Assigned task:
Nothing may be added, dropped, or altered; restate the listing word for word.

Records supplied:
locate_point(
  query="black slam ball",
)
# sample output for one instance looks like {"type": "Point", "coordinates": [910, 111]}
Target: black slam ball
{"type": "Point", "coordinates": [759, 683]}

Response area:
locate_point(
  query="black slam ball",
)
# sample output for one instance looks like {"type": "Point", "coordinates": [910, 111]}
Target: black slam ball
{"type": "Point", "coordinates": [759, 683]}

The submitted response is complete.